Ihre Aufgaben
1. Wie lässt sich der Absatz „Der Fonds wäre ein Präzedenzfall“ aus dem Plenarprotokoll kürzer fassen, ohne seine wesentlichen Aussagen zu verlieren?
2. Schreiben Sie aus dem Plenarprotokoll den Abschnitt von „Neben dem speziellen“ bis „und der LINKEN)“ wortgetreu ab.

Protocol of the Session on May 27, 2011

Die in beiden Anträgen geforderten Ansätze eines Runden Tisches und eines Fonds können wir nicht mittragen. Beide Anträge konterkarieren den Status der Selbstverwaltung und beschneiden die Freiheit von Selbstständigen.

(Lachen bei der SPD)

Der Fonds wäre ein Präzedenzfall und würde dazu führen, dass andere Gruppen ähnliche staatliche Unterstützung einfordern würden und könnten. Ihnen ist doch wohl klar, dass wir das aus ordnungspolitischen Überlegungen heraus nicht unterstützen und da nicht mitgehen können. Wir werden deshalb die Anträge ablehnen.

Auch die Forderung der Überführung der Regelung für Schwangerschaft und Geburt aus der Reichsversicherungsordnung in das SGB V bringt sicherlich keine Lösung für die Einkommenssituation der Hebammen.

(Bernd Heinemann [SPD]: Aber natürlich!)

Sie ist auch nicht Ursache des Problems, außer Sie wollten im gleichen Atemzug die Leistungen weiter ausbauen und damit den Kostendruck im Gesundheitswesen erhöhen. Das können Sie natürlich auch tun.

Neben dem speziellen Problem der hohen Versicherungsprämien besteht doch das grundsätzliche Problem für die freiberuflichen Hebammen darin, dass wir zurückgehende Geburtenzahlen haben.

(Widerspruch bei SPD und der LINKEN)

Ich habe es heute Morgen schon einmal gesagt: 1,36 Geburten pro Frau - das ist nicht viel. Wir haben noch 123 Hebammen in Schleswig-Holstein. 98,8 % der Geburten werden in Krankenhäusern

(Anita Klahn)

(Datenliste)
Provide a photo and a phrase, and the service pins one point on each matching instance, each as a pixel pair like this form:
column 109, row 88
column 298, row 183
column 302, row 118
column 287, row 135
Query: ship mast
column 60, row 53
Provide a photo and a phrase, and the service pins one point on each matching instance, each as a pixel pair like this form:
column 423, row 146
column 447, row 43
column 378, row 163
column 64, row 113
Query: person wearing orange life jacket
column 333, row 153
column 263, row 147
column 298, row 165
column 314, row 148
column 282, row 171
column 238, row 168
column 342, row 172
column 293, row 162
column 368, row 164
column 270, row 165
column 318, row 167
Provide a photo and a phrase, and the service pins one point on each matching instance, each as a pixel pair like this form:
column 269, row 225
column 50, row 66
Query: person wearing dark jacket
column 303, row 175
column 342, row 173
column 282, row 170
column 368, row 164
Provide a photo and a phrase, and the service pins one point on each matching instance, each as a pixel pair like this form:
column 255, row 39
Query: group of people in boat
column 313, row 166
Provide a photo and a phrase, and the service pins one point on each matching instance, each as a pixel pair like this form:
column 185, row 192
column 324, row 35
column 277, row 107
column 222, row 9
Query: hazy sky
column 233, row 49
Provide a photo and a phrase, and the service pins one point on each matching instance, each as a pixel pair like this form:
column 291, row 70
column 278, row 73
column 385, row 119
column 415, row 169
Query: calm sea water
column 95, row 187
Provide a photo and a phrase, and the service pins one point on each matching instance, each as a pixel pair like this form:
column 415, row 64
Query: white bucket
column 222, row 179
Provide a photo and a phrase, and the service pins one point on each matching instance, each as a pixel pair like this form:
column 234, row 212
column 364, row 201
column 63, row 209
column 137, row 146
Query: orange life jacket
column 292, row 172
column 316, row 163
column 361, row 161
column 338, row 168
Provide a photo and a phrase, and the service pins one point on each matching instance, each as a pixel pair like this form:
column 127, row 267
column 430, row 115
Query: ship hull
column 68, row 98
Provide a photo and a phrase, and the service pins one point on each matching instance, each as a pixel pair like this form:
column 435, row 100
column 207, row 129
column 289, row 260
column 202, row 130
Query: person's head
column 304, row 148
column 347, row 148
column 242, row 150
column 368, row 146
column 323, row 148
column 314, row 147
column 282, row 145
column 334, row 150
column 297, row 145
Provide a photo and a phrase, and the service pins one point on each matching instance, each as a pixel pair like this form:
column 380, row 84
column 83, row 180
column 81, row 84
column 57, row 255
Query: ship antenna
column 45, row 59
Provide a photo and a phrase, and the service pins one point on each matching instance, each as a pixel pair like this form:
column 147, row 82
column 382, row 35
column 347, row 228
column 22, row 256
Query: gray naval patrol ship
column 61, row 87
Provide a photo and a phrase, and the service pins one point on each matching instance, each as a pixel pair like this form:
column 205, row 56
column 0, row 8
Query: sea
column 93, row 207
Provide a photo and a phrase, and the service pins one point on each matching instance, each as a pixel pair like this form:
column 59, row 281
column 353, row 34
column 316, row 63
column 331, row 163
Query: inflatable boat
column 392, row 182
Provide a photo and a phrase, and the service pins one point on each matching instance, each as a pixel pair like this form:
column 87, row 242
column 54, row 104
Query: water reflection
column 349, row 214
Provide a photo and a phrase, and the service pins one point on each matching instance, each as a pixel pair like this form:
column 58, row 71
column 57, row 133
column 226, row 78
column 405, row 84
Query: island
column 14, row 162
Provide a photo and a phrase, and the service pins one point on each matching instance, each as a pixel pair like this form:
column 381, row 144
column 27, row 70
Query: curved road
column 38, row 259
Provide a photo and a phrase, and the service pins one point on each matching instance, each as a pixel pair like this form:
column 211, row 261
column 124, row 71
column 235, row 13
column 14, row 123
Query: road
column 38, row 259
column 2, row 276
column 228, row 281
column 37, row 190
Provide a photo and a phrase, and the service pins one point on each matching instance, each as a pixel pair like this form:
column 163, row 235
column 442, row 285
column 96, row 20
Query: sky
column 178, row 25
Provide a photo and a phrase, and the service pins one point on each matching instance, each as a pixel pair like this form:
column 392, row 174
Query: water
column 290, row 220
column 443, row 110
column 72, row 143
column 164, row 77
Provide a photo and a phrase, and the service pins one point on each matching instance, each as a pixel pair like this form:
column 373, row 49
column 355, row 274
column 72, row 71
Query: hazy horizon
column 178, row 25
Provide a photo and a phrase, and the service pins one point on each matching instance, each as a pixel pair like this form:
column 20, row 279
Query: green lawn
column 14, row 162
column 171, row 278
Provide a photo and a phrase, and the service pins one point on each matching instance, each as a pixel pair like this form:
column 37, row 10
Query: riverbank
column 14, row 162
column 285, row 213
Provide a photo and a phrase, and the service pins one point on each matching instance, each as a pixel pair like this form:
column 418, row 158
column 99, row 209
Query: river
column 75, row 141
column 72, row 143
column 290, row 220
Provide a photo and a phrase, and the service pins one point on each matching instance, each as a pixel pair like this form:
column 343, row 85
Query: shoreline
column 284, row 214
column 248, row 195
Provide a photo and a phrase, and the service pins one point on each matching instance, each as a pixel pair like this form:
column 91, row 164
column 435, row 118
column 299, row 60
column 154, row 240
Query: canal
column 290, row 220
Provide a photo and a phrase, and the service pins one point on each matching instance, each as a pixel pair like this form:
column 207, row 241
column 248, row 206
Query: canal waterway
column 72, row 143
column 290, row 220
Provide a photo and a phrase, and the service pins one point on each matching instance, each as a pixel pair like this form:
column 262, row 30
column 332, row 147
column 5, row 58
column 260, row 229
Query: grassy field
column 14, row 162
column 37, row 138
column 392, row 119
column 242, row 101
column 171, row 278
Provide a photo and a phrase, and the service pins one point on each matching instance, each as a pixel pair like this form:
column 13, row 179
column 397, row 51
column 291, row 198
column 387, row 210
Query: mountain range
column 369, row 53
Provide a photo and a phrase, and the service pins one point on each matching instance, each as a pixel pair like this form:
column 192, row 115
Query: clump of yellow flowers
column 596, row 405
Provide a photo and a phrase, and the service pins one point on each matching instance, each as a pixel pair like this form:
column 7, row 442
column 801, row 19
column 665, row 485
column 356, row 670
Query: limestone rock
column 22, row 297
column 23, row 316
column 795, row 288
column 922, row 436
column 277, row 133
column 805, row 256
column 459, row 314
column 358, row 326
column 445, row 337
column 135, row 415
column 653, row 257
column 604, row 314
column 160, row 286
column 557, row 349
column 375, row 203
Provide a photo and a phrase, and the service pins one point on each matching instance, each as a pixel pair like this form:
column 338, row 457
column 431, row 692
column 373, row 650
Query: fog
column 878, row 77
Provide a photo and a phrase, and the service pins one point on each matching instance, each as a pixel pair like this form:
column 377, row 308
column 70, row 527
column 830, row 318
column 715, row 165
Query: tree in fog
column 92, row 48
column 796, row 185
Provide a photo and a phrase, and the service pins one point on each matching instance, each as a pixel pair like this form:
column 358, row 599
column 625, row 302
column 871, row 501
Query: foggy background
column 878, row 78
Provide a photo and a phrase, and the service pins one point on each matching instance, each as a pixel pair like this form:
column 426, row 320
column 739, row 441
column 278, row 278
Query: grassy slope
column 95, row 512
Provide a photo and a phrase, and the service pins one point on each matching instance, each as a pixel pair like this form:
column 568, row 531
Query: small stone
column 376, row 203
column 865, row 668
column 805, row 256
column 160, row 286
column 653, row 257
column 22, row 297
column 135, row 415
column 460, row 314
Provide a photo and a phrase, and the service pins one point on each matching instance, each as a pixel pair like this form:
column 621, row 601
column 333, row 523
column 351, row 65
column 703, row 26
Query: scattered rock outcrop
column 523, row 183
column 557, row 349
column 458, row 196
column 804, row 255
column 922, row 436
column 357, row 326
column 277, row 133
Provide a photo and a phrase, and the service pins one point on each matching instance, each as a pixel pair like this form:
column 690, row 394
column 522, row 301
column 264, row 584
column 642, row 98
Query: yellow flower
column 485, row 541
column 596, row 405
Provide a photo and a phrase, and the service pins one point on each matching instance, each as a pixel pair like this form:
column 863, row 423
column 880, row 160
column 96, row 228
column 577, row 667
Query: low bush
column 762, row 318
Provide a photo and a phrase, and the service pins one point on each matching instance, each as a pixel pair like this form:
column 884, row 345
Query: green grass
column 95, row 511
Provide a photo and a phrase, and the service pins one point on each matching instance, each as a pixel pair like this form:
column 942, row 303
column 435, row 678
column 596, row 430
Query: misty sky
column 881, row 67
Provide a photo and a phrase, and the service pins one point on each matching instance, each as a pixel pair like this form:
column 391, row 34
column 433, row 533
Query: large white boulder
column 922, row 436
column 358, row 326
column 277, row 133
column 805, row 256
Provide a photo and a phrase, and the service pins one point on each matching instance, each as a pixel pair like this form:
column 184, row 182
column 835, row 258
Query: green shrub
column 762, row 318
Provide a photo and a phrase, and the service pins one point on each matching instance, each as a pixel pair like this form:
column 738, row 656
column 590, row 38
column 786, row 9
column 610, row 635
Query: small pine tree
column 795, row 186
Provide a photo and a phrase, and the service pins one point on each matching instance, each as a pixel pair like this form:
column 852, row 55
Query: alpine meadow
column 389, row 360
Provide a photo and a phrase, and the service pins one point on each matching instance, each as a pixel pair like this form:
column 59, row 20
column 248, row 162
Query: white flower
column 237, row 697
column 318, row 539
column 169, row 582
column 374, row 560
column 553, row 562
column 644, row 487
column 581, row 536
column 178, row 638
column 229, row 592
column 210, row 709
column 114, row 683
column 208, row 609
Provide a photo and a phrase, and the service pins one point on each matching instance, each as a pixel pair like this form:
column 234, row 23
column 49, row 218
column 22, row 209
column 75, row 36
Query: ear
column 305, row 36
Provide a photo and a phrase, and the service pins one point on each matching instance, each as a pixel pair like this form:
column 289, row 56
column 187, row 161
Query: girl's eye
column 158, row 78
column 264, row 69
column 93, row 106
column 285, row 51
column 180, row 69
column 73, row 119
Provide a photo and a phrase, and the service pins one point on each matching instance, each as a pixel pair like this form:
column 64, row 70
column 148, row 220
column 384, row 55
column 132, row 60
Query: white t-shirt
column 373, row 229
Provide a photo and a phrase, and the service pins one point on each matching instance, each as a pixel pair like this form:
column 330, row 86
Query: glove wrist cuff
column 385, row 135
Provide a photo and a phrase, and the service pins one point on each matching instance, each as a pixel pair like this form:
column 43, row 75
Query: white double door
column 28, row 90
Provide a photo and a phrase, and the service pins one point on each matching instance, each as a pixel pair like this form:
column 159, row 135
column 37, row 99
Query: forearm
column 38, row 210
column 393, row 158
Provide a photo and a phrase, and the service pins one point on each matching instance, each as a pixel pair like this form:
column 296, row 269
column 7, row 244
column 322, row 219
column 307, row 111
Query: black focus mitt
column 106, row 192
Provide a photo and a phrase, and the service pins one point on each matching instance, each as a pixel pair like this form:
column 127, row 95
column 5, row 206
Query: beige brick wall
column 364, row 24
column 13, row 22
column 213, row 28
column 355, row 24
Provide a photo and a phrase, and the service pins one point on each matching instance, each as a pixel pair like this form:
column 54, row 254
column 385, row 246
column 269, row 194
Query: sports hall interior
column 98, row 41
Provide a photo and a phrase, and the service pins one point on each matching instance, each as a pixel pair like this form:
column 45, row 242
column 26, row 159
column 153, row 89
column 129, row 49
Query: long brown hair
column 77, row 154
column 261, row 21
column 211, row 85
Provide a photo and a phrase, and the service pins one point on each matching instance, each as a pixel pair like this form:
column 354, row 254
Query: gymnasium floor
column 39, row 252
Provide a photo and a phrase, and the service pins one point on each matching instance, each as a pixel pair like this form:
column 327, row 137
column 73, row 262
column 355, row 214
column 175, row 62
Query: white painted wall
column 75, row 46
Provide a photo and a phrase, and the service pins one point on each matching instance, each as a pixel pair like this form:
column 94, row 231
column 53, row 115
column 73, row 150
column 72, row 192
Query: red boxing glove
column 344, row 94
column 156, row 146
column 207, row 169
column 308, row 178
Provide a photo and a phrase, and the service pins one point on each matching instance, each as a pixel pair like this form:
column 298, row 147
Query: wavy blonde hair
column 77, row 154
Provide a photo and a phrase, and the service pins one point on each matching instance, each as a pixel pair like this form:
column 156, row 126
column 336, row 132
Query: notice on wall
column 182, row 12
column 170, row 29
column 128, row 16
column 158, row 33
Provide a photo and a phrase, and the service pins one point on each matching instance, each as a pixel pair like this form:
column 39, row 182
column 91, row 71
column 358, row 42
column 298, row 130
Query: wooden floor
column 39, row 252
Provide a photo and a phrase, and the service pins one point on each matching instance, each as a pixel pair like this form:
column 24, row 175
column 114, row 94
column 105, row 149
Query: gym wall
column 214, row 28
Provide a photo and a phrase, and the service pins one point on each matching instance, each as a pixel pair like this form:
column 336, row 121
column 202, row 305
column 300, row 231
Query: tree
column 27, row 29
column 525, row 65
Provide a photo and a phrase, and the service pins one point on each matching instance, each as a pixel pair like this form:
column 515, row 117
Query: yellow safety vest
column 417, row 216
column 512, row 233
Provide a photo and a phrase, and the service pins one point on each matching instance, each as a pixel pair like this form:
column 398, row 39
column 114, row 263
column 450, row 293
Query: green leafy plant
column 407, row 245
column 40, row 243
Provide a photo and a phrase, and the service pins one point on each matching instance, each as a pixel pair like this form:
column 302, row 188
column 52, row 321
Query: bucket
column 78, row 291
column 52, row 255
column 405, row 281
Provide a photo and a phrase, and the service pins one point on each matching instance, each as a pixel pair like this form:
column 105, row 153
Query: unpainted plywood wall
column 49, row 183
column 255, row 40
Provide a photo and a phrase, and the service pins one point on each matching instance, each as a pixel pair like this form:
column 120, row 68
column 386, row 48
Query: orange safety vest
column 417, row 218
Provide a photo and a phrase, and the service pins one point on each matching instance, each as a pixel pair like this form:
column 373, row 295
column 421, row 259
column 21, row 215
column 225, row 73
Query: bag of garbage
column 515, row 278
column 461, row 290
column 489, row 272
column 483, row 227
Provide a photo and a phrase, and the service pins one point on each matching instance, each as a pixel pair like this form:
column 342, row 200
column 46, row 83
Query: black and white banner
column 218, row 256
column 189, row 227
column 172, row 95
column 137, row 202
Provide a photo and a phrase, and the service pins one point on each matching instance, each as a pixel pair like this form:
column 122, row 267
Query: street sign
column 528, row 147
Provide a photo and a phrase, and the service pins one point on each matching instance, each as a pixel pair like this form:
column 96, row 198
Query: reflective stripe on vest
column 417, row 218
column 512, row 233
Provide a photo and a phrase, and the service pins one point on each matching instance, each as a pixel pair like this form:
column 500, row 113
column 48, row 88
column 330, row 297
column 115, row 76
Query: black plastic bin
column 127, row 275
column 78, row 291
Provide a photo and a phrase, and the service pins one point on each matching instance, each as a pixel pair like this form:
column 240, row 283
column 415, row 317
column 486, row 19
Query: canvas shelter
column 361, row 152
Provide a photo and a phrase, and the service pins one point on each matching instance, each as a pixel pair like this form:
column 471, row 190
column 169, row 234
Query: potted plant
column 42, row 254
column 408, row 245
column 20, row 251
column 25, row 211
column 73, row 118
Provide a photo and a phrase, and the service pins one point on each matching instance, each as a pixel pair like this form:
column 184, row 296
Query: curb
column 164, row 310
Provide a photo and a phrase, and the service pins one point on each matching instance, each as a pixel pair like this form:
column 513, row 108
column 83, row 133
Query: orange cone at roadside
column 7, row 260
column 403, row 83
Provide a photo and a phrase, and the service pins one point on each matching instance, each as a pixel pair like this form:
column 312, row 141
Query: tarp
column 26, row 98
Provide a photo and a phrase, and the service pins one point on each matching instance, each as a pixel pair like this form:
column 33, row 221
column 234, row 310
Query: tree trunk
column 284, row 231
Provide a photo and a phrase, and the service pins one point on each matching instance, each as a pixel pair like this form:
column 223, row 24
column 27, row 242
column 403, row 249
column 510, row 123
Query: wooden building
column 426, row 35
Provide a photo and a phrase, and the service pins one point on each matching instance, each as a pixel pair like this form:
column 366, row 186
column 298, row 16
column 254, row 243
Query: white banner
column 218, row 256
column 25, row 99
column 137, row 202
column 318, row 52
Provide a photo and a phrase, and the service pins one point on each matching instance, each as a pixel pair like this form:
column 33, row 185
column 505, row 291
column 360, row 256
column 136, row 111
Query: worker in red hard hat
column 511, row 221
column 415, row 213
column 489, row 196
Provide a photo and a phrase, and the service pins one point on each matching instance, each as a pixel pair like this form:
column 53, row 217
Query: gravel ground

Die Antworten
1. Ein Fonds würde einen Präzedenzfall schaffen, sodass auch andere Gruppen ähnliche staatliche Unterstützung fordern könnten. Aus ordnungspolitischen Gründen trägt die Rednerseite das nicht mit und lehnt die Anträge deshalb ab.

2.
Neben dem speziellen Problem der hohen Versicherungsprämien besteht doch das grundsätzliche Problem für die freiberuflichen Hebammen darin, dass wir zurückgehende Geburtenzahlen haben.

(Widerspruch bei SPD und der LINKEN)